**Job**
Can you rewrite the entries, from the first one through the line containing "[89,441,143,467]", with "dry brown leaf" changed to "fallen leaf" and nothing else altered?

## Start

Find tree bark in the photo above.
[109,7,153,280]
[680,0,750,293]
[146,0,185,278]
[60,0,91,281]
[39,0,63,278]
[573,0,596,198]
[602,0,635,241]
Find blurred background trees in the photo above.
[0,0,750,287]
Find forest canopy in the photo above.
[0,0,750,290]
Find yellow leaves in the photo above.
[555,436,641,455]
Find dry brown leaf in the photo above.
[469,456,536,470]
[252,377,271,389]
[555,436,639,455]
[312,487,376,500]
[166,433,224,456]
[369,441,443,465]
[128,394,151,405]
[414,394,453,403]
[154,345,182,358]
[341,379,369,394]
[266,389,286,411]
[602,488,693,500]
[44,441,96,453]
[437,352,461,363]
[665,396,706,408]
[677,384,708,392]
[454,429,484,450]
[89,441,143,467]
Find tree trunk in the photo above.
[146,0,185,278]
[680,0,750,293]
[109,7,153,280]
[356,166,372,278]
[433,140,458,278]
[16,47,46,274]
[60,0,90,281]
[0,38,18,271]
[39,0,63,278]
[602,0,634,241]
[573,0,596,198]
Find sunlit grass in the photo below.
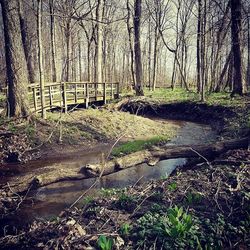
[112,136,169,156]
[144,88,249,107]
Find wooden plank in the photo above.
[103,83,107,104]
[49,86,53,107]
[62,82,68,113]
[32,88,37,111]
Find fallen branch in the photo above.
[5,138,248,192]
[81,138,248,177]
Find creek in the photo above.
[2,118,217,229]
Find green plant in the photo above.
[116,193,136,211]
[25,124,36,137]
[8,122,17,133]
[112,136,169,156]
[82,196,94,205]
[185,192,202,205]
[168,182,177,192]
[165,206,193,239]
[133,206,200,249]
[120,223,132,237]
[97,235,114,250]
[100,188,121,197]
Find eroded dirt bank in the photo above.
[0,98,250,249]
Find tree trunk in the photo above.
[152,27,159,91]
[196,0,202,93]
[134,0,144,96]
[96,0,104,83]
[9,138,248,192]
[18,0,35,82]
[0,0,29,117]
[81,138,248,177]
[247,6,250,89]
[49,0,57,82]
[231,0,245,96]
[37,0,46,119]
[127,0,135,86]
[65,19,71,82]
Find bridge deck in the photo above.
[28,82,119,112]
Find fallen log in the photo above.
[80,138,249,177]
[5,138,248,193]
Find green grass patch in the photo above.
[144,88,248,107]
[0,92,6,107]
[111,136,169,157]
[145,88,199,102]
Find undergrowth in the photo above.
[111,136,169,157]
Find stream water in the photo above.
[0,120,216,227]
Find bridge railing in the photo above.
[28,82,119,111]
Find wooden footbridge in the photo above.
[28,82,119,112]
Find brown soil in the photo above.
[0,151,250,249]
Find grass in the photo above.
[112,136,169,156]
[145,88,248,107]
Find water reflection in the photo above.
[3,121,216,218]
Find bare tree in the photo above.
[37,0,46,119]
[230,0,245,96]
[134,0,144,96]
[0,0,29,117]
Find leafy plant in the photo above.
[185,192,202,205]
[112,136,169,156]
[97,235,114,250]
[168,182,177,192]
[120,223,132,237]
[165,206,193,239]
[116,193,136,211]
[133,206,200,249]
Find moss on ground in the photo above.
[112,136,169,157]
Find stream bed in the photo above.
[0,120,217,225]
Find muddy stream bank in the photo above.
[1,120,216,229]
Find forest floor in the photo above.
[0,90,250,249]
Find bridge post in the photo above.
[62,82,68,113]
[49,86,53,108]
[85,82,89,108]
[110,82,114,99]
[95,83,98,101]
[32,87,37,111]
[103,82,107,104]
[75,84,77,104]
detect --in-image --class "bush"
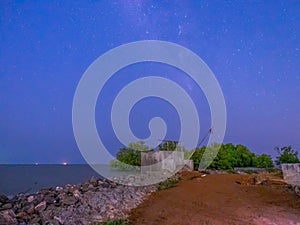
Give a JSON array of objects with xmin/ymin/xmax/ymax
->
[
  {"xmin": 102, "ymin": 219, "xmax": 129, "ymax": 225},
  {"xmin": 110, "ymin": 141, "xmax": 150, "ymax": 170},
  {"xmin": 275, "ymin": 146, "xmax": 299, "ymax": 165},
  {"xmin": 158, "ymin": 178, "xmax": 178, "ymax": 190}
]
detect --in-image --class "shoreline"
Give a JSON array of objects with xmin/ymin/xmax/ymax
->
[{"xmin": 0, "ymin": 177, "xmax": 157, "ymax": 225}]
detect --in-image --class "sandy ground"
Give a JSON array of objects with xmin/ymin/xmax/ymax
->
[{"xmin": 129, "ymin": 172, "xmax": 300, "ymax": 225}]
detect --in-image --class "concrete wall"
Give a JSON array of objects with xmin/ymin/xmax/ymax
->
[
  {"xmin": 141, "ymin": 151, "xmax": 184, "ymax": 172},
  {"xmin": 281, "ymin": 163, "xmax": 300, "ymax": 185}
]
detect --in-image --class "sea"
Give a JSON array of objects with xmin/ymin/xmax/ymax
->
[{"xmin": 0, "ymin": 164, "xmax": 109, "ymax": 197}]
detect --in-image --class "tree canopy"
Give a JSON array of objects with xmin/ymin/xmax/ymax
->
[{"xmin": 275, "ymin": 146, "xmax": 300, "ymax": 165}]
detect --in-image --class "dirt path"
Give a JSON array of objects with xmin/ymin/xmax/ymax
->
[{"xmin": 129, "ymin": 173, "xmax": 300, "ymax": 225}]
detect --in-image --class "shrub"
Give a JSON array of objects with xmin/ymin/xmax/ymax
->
[
  {"xmin": 158, "ymin": 178, "xmax": 178, "ymax": 190},
  {"xmin": 110, "ymin": 141, "xmax": 150, "ymax": 170},
  {"xmin": 102, "ymin": 219, "xmax": 129, "ymax": 225},
  {"xmin": 275, "ymin": 146, "xmax": 299, "ymax": 165}
]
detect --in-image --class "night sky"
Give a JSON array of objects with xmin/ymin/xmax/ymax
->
[{"xmin": 0, "ymin": 0, "xmax": 300, "ymax": 163}]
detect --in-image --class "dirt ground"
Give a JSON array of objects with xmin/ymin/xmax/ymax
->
[{"xmin": 129, "ymin": 172, "xmax": 300, "ymax": 225}]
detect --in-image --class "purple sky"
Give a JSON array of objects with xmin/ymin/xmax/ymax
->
[{"xmin": 0, "ymin": 0, "xmax": 300, "ymax": 163}]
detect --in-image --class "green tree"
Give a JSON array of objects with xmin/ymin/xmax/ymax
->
[
  {"xmin": 158, "ymin": 141, "xmax": 178, "ymax": 151},
  {"xmin": 110, "ymin": 141, "xmax": 150, "ymax": 170},
  {"xmin": 254, "ymin": 154, "xmax": 274, "ymax": 168},
  {"xmin": 191, "ymin": 146, "xmax": 206, "ymax": 170},
  {"xmin": 275, "ymin": 146, "xmax": 299, "ymax": 165},
  {"xmin": 235, "ymin": 145, "xmax": 255, "ymax": 167}
]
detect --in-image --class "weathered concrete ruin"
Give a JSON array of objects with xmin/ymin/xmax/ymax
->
[
  {"xmin": 281, "ymin": 163, "xmax": 300, "ymax": 185},
  {"xmin": 141, "ymin": 151, "xmax": 194, "ymax": 172}
]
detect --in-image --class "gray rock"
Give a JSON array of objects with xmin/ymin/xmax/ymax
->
[
  {"xmin": 0, "ymin": 209, "xmax": 18, "ymax": 225},
  {"xmin": 0, "ymin": 194, "xmax": 9, "ymax": 204},
  {"xmin": 62, "ymin": 196, "xmax": 78, "ymax": 205},
  {"xmin": 0, "ymin": 203, "xmax": 13, "ymax": 210},
  {"xmin": 23, "ymin": 203, "xmax": 35, "ymax": 214},
  {"xmin": 34, "ymin": 201, "xmax": 47, "ymax": 212}
]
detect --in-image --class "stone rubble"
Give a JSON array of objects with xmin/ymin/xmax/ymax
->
[{"xmin": 0, "ymin": 178, "xmax": 157, "ymax": 225}]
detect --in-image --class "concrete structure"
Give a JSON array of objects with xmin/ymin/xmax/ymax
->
[
  {"xmin": 141, "ymin": 151, "xmax": 194, "ymax": 172},
  {"xmin": 281, "ymin": 163, "xmax": 300, "ymax": 185}
]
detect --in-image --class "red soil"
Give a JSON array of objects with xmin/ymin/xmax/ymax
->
[{"xmin": 129, "ymin": 172, "xmax": 300, "ymax": 225}]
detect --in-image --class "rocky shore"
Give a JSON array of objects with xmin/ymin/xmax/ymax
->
[{"xmin": 0, "ymin": 178, "xmax": 157, "ymax": 225}]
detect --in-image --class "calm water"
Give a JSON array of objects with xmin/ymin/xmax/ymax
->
[{"xmin": 0, "ymin": 165, "xmax": 109, "ymax": 196}]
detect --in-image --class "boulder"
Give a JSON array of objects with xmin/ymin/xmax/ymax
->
[
  {"xmin": 0, "ymin": 194, "xmax": 9, "ymax": 204},
  {"xmin": 0, "ymin": 209, "xmax": 18, "ymax": 225},
  {"xmin": 34, "ymin": 201, "xmax": 47, "ymax": 213}
]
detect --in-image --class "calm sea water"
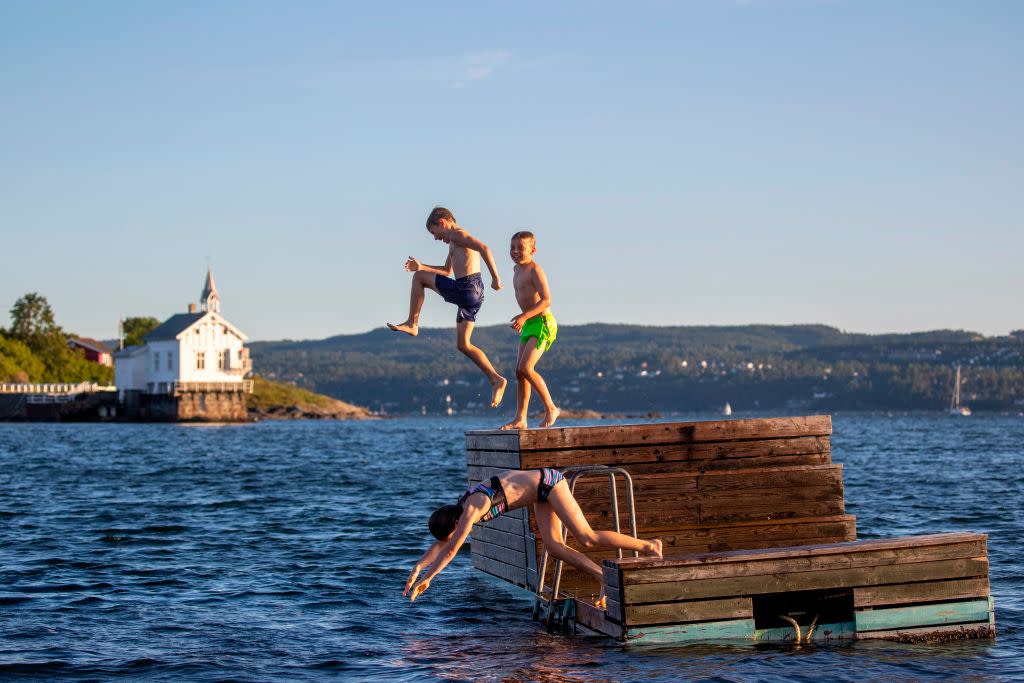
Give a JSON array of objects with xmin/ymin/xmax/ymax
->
[{"xmin": 0, "ymin": 415, "xmax": 1024, "ymax": 682}]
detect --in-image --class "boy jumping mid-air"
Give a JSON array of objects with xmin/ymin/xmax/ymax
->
[
  {"xmin": 387, "ymin": 207, "xmax": 508, "ymax": 408},
  {"xmin": 502, "ymin": 230, "xmax": 560, "ymax": 429}
]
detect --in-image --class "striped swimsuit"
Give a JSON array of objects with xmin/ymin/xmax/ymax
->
[{"xmin": 459, "ymin": 467, "xmax": 565, "ymax": 522}]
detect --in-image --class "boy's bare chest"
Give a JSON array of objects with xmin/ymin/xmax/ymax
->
[{"xmin": 512, "ymin": 266, "xmax": 534, "ymax": 292}]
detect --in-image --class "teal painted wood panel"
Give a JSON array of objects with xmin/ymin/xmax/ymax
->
[
  {"xmin": 626, "ymin": 618, "xmax": 754, "ymax": 645},
  {"xmin": 854, "ymin": 599, "xmax": 990, "ymax": 633},
  {"xmin": 754, "ymin": 622, "xmax": 857, "ymax": 643}
]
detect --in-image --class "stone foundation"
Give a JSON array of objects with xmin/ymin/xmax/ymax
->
[{"xmin": 124, "ymin": 391, "xmax": 249, "ymax": 422}]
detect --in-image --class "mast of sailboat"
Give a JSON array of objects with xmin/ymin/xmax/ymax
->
[{"xmin": 949, "ymin": 366, "xmax": 959, "ymax": 410}]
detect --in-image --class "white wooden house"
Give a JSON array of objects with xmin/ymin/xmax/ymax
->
[{"xmin": 114, "ymin": 269, "xmax": 252, "ymax": 419}]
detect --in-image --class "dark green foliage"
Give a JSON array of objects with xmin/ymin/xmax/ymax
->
[
  {"xmin": 0, "ymin": 293, "xmax": 114, "ymax": 384},
  {"xmin": 9, "ymin": 292, "xmax": 59, "ymax": 346}
]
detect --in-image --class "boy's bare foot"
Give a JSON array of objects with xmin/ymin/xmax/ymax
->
[
  {"xmin": 387, "ymin": 321, "xmax": 420, "ymax": 337},
  {"xmin": 490, "ymin": 377, "xmax": 503, "ymax": 409},
  {"xmin": 541, "ymin": 405, "xmax": 562, "ymax": 427}
]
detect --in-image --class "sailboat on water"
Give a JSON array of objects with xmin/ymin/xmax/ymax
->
[{"xmin": 949, "ymin": 366, "xmax": 971, "ymax": 417}]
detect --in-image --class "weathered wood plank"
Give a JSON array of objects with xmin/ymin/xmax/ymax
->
[
  {"xmin": 471, "ymin": 524, "xmax": 526, "ymax": 552},
  {"xmin": 605, "ymin": 595, "xmax": 626, "ymax": 624},
  {"xmin": 552, "ymin": 515, "xmax": 856, "ymax": 592},
  {"xmin": 574, "ymin": 463, "xmax": 843, "ymax": 498},
  {"xmin": 601, "ymin": 564, "xmax": 621, "ymax": 592},
  {"xmin": 466, "ymin": 465, "xmax": 508, "ymax": 488},
  {"xmin": 520, "ymin": 415, "xmax": 831, "ymax": 453},
  {"xmin": 466, "ymin": 451, "xmax": 519, "ymax": 470},
  {"xmin": 624, "ymin": 597, "xmax": 754, "ymax": 628},
  {"xmin": 471, "ymin": 553, "xmax": 527, "ymax": 587},
  {"xmin": 617, "ymin": 531, "xmax": 988, "ymax": 569},
  {"xmin": 580, "ymin": 487, "xmax": 846, "ymax": 536},
  {"xmin": 853, "ymin": 599, "xmax": 988, "ymax": 634},
  {"xmin": 624, "ymin": 618, "xmax": 754, "ymax": 645},
  {"xmin": 853, "ymin": 577, "xmax": 989, "ymax": 607},
  {"xmin": 473, "ymin": 510, "xmax": 523, "ymax": 535},
  {"xmin": 466, "ymin": 430, "xmax": 519, "ymax": 453},
  {"xmin": 623, "ymin": 557, "xmax": 988, "ymax": 604},
  {"xmin": 575, "ymin": 600, "xmax": 623, "ymax": 638},
  {"xmin": 521, "ymin": 436, "xmax": 830, "ymax": 472},
  {"xmin": 472, "ymin": 541, "xmax": 526, "ymax": 571},
  {"xmin": 606, "ymin": 452, "xmax": 831, "ymax": 475},
  {"xmin": 622, "ymin": 541, "xmax": 985, "ymax": 586}
]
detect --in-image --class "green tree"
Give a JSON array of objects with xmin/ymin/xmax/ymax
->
[
  {"xmin": 0, "ymin": 334, "xmax": 46, "ymax": 383},
  {"xmin": 124, "ymin": 315, "xmax": 160, "ymax": 346},
  {"xmin": 10, "ymin": 292, "xmax": 60, "ymax": 346}
]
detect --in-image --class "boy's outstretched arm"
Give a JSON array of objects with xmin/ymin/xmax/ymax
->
[
  {"xmin": 452, "ymin": 229, "xmax": 502, "ymax": 290},
  {"xmin": 406, "ymin": 252, "xmax": 452, "ymax": 278},
  {"xmin": 402, "ymin": 506, "xmax": 482, "ymax": 602},
  {"xmin": 512, "ymin": 264, "xmax": 551, "ymax": 332},
  {"xmin": 401, "ymin": 541, "xmax": 444, "ymax": 596}
]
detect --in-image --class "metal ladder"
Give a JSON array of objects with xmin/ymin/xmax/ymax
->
[{"xmin": 534, "ymin": 465, "xmax": 640, "ymax": 628}]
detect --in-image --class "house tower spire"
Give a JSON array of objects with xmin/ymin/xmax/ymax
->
[{"xmin": 199, "ymin": 265, "xmax": 220, "ymax": 313}]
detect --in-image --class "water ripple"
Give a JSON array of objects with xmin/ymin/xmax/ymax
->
[{"xmin": 0, "ymin": 415, "xmax": 1024, "ymax": 683}]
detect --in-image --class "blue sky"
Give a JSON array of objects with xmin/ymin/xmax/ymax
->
[{"xmin": 0, "ymin": 0, "xmax": 1024, "ymax": 339}]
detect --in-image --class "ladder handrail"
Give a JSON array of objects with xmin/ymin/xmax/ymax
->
[{"xmin": 534, "ymin": 465, "xmax": 640, "ymax": 627}]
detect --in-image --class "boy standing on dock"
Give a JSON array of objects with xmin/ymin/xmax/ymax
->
[
  {"xmin": 502, "ymin": 230, "xmax": 560, "ymax": 429},
  {"xmin": 387, "ymin": 202, "xmax": 508, "ymax": 408}
]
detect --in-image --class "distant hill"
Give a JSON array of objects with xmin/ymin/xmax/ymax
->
[{"xmin": 250, "ymin": 324, "xmax": 1024, "ymax": 414}]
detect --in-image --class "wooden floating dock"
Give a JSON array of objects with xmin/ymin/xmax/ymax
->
[{"xmin": 466, "ymin": 416, "xmax": 995, "ymax": 644}]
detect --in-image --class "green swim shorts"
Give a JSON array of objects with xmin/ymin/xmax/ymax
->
[{"xmin": 519, "ymin": 313, "xmax": 558, "ymax": 351}]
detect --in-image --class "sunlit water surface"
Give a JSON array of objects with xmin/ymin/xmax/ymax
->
[{"xmin": 0, "ymin": 415, "xmax": 1024, "ymax": 682}]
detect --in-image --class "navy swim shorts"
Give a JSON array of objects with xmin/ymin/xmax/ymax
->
[{"xmin": 434, "ymin": 272, "xmax": 483, "ymax": 323}]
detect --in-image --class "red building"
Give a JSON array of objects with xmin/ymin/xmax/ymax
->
[{"xmin": 68, "ymin": 337, "xmax": 114, "ymax": 368}]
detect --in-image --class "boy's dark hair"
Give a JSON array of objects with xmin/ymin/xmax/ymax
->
[
  {"xmin": 427, "ymin": 206, "xmax": 455, "ymax": 227},
  {"xmin": 427, "ymin": 505, "xmax": 462, "ymax": 541}
]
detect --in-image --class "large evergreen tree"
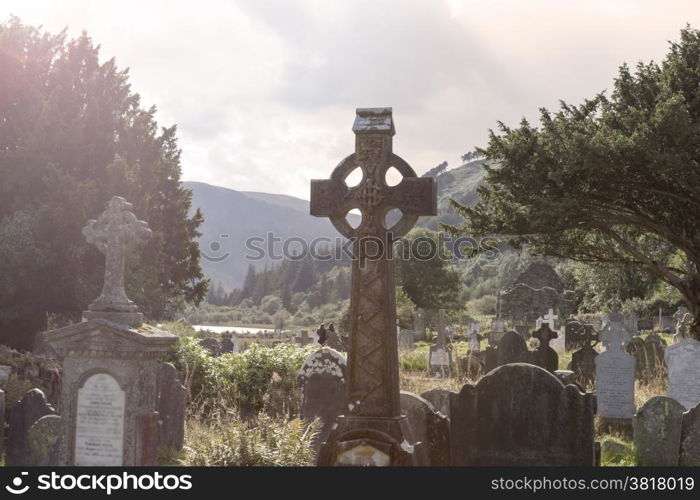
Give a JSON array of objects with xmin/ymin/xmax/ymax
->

## End

**Result for this task**
Find tree bark in the photo above.
[109,7,153,280]
[680,0,750,293]
[146,0,185,278]
[60,0,91,281]
[39,0,63,278]
[573,0,596,198]
[602,0,635,241]
Find blurred background trees in the photo above.
[0,0,750,287]
Find forest canopy in the photo above.
[0,0,750,290]
Find yellow leaves in the photo above.
[555,436,641,455]
Find fallen leaf in the photo above.
[469,456,536,470]
[252,377,271,389]
[555,436,639,455]
[312,487,376,500]
[166,433,224,456]
[369,441,443,465]
[128,394,151,405]
[414,394,453,403]
[154,345,182,358]
[341,379,369,394]
[266,389,286,411]
[602,488,693,500]
[44,441,96,453]
[437,352,461,363]
[665,396,706,408]
[677,384,708,392]
[454,429,484,450]
[89,441,143,467]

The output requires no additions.